Stored rows:
BEGIN

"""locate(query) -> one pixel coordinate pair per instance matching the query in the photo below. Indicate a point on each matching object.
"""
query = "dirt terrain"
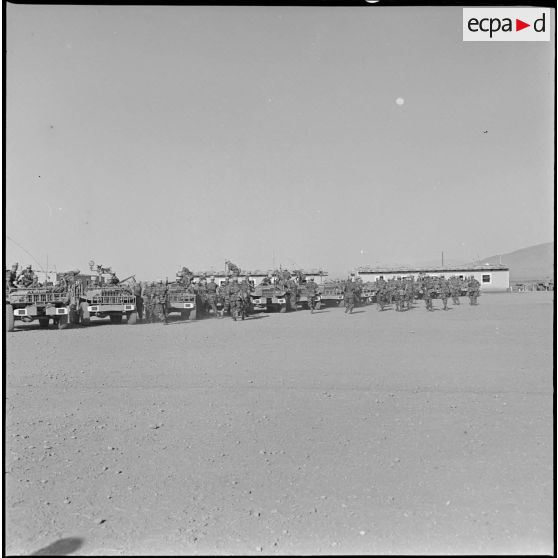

END
BEGIN

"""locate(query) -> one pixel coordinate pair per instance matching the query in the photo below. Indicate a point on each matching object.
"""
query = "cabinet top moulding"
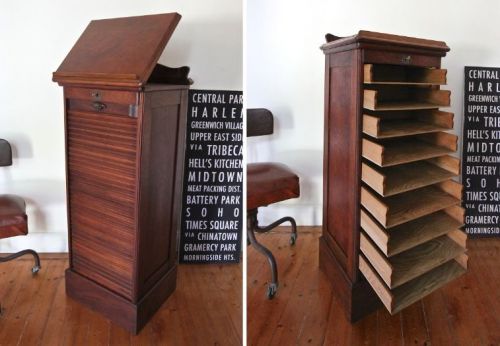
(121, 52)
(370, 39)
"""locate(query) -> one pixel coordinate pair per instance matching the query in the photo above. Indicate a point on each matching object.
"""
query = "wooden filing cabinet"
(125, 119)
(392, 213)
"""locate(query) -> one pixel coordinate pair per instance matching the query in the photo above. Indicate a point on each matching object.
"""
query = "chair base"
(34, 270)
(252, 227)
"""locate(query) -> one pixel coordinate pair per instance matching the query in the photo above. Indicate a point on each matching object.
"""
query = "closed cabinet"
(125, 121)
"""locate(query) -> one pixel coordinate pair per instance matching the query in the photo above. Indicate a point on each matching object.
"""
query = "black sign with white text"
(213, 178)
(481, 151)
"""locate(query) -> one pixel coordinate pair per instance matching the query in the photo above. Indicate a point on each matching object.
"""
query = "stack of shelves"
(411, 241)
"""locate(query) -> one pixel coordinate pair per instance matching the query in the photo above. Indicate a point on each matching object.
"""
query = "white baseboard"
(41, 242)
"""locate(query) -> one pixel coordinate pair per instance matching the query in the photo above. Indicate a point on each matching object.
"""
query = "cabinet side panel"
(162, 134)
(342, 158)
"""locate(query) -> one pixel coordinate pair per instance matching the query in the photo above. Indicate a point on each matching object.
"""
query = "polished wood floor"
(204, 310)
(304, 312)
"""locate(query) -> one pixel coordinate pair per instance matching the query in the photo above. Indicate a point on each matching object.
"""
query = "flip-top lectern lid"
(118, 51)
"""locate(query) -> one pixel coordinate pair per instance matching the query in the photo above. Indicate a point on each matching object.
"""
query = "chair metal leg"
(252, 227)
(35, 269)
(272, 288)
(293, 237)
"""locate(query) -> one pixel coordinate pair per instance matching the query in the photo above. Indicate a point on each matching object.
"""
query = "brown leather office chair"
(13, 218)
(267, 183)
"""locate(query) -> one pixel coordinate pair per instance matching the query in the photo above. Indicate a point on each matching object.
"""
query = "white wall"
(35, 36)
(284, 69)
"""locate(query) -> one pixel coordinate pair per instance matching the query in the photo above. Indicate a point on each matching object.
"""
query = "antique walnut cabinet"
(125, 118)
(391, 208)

END
BEGIN

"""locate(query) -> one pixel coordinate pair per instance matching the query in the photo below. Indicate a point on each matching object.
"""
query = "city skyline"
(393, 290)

END

Problem requirements:
Count the lines in the records that contain the string "white". Reply with the number alone.

Result:
3